[EXTRACT PROVIDED]:
Bees and other beneficial bugs are disproportionately harmed by air pollution compared to crop-destroying pests, a new study published in Nature Communications has found.
Researchers from the University of Reading and the University of Southern Queensland (UniSQ) analysed data from 120 scientific papers to understand how 40 types of insects in 19 countries responded to air pollutants like ozone, nitrogen oxides, sulfur dioxide and particulate matter.
Beneficial insects – including pollinators like bees and some moths and butterflies – experienced up to 39 per cent decline in performance after exposure to elevated air pollution levels. In contrast, plant-eating aphids and other pests were not significantly impacted.
UniSQ Centre for Sustainable Agricultural Systems Director Professor Robbie Girling, a co-author of the study, said the findings had important implications for global agriculture and food security.
“This is yet another stressor that is affecting our global pollinator populations, in combination with things like land use change, habitat destruction, and climate change,” Professor Girling said.
“This combination of stressors is putting increased pressures on pollinator populations and therefore we need to look to ways to alleviate this range of stressors to help give our pollinators a greater fighting chance.”
University of Reading Research Fellow Dr James Ryalls, who led the study, said air pollution was an “underappreciated threat” to the insects that make our lives easier.

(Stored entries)
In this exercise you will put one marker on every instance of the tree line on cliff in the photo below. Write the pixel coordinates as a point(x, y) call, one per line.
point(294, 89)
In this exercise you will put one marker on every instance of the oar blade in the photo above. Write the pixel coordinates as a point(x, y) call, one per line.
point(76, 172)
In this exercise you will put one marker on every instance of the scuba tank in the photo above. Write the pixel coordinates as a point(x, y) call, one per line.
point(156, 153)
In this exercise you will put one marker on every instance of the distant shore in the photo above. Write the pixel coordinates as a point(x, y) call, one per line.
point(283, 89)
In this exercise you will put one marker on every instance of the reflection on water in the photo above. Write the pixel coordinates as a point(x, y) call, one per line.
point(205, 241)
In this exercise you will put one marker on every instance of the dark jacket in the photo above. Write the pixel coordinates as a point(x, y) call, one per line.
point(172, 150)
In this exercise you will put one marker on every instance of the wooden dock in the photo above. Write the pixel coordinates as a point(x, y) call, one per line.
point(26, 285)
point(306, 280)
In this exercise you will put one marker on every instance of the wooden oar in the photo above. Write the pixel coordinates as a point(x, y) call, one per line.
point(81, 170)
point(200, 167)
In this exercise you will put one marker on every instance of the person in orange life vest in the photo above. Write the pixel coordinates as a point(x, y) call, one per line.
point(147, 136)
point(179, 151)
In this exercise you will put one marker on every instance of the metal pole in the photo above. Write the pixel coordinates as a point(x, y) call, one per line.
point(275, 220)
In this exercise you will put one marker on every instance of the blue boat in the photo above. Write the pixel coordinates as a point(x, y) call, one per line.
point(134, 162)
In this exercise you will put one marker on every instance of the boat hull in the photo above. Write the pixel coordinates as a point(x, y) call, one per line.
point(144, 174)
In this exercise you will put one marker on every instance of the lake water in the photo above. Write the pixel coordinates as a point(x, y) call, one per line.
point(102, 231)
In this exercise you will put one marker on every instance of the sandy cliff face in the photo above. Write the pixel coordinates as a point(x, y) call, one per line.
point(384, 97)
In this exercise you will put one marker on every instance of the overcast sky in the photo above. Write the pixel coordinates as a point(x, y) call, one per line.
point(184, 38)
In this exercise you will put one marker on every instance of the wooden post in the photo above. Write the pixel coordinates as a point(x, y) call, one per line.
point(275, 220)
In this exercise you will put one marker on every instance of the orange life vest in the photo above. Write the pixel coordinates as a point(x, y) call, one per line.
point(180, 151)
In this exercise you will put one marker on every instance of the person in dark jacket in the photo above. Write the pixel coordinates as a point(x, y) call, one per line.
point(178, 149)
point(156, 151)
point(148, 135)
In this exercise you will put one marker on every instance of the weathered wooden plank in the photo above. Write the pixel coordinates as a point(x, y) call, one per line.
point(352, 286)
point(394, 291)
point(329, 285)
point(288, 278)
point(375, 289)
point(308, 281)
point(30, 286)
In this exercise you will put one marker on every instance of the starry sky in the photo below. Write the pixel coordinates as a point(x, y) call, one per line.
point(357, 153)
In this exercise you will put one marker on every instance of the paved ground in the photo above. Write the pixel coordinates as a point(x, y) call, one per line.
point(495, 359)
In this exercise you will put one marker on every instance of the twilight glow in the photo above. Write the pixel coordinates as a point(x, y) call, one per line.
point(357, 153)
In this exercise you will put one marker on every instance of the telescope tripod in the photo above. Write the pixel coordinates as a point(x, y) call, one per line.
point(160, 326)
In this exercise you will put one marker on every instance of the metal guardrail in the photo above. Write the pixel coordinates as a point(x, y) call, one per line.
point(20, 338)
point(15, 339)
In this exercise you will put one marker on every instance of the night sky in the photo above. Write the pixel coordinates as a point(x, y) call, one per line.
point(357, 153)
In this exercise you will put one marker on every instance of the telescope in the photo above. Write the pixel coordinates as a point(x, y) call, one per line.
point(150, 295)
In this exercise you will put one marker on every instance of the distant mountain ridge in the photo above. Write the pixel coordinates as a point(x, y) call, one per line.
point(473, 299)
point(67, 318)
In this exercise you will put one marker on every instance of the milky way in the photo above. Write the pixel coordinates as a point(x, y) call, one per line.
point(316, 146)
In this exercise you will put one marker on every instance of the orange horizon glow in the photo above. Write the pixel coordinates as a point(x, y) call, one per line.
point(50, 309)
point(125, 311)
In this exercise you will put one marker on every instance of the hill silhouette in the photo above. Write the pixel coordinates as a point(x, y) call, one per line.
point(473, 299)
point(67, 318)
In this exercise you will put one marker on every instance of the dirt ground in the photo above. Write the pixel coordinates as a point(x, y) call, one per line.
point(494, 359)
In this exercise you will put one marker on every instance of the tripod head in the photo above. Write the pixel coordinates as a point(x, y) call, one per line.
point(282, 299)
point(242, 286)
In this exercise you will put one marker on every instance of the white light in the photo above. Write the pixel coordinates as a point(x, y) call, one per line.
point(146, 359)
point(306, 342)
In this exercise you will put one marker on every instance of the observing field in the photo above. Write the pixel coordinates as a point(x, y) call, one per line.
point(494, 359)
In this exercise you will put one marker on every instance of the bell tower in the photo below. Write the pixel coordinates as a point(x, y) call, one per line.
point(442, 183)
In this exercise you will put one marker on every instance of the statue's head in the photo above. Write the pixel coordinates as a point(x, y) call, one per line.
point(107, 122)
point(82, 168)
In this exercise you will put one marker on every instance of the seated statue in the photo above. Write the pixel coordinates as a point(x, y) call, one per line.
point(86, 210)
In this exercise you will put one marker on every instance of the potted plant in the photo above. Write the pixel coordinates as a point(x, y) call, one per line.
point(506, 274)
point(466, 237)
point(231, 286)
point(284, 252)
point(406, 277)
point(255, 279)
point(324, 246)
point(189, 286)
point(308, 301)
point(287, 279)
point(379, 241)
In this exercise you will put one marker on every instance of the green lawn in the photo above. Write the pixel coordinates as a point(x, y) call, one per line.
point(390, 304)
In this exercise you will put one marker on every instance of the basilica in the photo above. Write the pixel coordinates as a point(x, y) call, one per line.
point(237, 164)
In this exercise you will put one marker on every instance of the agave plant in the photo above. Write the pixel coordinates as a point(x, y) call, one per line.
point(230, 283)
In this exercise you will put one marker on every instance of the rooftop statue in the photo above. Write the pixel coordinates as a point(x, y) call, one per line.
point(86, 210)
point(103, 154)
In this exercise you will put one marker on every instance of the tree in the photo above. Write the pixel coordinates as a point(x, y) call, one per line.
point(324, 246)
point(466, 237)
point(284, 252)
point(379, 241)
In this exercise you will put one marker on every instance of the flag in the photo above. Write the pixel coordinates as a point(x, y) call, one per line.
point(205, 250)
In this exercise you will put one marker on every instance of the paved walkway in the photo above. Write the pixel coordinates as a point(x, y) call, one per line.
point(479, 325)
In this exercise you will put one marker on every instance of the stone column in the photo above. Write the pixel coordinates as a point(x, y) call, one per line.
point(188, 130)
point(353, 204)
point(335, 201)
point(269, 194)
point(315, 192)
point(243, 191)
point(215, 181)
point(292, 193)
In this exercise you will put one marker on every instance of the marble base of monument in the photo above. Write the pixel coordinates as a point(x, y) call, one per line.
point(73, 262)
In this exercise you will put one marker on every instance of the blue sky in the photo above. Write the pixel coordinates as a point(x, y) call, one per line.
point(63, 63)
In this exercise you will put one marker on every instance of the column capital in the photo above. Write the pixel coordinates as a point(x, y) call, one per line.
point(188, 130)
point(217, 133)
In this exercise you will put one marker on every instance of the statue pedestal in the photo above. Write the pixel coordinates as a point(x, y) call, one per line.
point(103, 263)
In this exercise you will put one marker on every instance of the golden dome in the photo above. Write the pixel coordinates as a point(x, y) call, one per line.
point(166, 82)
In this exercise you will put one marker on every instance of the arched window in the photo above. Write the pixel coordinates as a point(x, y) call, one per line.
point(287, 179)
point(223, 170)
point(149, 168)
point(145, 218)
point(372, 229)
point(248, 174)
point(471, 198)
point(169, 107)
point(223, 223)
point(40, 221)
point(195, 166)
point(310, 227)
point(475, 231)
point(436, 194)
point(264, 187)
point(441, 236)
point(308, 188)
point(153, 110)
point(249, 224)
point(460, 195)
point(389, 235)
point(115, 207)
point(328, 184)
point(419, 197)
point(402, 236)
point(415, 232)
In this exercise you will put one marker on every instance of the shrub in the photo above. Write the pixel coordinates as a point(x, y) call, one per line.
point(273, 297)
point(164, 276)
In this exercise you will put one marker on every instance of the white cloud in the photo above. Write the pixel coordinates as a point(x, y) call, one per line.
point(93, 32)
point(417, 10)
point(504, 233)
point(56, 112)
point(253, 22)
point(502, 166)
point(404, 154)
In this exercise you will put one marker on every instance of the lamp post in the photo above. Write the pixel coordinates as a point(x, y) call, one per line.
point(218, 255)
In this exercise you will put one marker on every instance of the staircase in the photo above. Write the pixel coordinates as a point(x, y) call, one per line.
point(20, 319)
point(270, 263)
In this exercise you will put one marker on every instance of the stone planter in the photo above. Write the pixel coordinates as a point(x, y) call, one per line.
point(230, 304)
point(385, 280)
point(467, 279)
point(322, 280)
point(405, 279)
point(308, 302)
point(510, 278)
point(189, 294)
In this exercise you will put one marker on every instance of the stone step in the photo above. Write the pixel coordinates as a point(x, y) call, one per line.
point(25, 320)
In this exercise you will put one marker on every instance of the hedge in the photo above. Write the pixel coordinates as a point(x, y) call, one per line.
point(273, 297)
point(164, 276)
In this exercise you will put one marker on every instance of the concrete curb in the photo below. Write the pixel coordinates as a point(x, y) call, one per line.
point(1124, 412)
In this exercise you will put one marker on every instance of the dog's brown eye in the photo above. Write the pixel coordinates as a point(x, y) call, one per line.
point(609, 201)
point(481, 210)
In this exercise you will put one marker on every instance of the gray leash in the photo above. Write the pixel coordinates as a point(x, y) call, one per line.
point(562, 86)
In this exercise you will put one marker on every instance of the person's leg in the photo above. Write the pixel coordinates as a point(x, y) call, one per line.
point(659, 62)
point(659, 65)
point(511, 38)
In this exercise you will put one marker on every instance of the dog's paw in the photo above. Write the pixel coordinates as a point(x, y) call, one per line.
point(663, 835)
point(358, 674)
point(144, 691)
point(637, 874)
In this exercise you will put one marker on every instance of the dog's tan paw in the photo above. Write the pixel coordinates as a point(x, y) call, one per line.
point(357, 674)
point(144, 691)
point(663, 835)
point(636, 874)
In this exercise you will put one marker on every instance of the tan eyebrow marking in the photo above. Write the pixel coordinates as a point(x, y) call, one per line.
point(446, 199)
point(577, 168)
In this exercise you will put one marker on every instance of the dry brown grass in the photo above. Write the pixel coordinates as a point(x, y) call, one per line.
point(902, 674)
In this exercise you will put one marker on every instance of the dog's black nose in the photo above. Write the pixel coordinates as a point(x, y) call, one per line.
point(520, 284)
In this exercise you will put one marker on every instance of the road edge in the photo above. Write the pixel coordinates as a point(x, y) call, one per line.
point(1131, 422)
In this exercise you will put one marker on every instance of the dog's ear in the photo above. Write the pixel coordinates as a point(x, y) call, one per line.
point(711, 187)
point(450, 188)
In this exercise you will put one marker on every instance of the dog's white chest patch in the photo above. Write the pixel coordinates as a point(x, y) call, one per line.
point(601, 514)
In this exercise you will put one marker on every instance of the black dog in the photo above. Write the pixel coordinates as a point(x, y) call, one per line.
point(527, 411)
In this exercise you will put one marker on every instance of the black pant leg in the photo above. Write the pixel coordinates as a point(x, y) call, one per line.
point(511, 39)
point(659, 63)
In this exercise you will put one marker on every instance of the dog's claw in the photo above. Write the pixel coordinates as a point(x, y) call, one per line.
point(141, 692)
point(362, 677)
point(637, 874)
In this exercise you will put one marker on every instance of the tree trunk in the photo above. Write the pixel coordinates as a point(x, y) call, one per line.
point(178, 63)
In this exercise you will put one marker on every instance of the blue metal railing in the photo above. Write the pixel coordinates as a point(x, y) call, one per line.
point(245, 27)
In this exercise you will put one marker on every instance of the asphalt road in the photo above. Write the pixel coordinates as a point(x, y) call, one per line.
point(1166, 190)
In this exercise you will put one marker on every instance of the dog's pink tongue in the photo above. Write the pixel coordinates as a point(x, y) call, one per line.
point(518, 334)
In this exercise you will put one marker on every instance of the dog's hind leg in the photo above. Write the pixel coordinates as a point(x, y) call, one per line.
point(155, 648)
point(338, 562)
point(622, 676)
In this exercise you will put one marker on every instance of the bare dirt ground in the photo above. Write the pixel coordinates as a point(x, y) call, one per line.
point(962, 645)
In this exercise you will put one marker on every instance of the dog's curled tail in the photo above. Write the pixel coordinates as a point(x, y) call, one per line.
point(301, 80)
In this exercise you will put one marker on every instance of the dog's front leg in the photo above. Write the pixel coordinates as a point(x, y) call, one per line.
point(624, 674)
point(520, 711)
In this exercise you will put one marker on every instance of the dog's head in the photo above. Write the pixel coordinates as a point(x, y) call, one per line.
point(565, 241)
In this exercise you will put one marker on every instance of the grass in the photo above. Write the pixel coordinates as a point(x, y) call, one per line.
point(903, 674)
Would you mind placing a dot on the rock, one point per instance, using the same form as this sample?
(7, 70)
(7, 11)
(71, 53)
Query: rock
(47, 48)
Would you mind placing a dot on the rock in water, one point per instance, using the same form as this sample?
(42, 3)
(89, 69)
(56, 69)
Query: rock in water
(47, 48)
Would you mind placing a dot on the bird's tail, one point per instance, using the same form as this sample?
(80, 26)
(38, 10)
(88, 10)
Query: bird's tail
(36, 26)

[TASK DIRECTIONS]: Reproduce, word for word, the part of the article on air pollution and insects that opens with the words containing "Researchers from the" and closes with "and particulate matter.". These records are separate material, apart from the article on air pollution and insects.

[WRITTEN REPLY]:
Researchers from the University of Reading and the University of Southern Queensland (UniSQ) analysed data from 120 scientific papers to understand how 40 types of insects in 19 countries responded to air pollutants like ozone, nitrogen oxides, sulfur dioxide and particulate matter.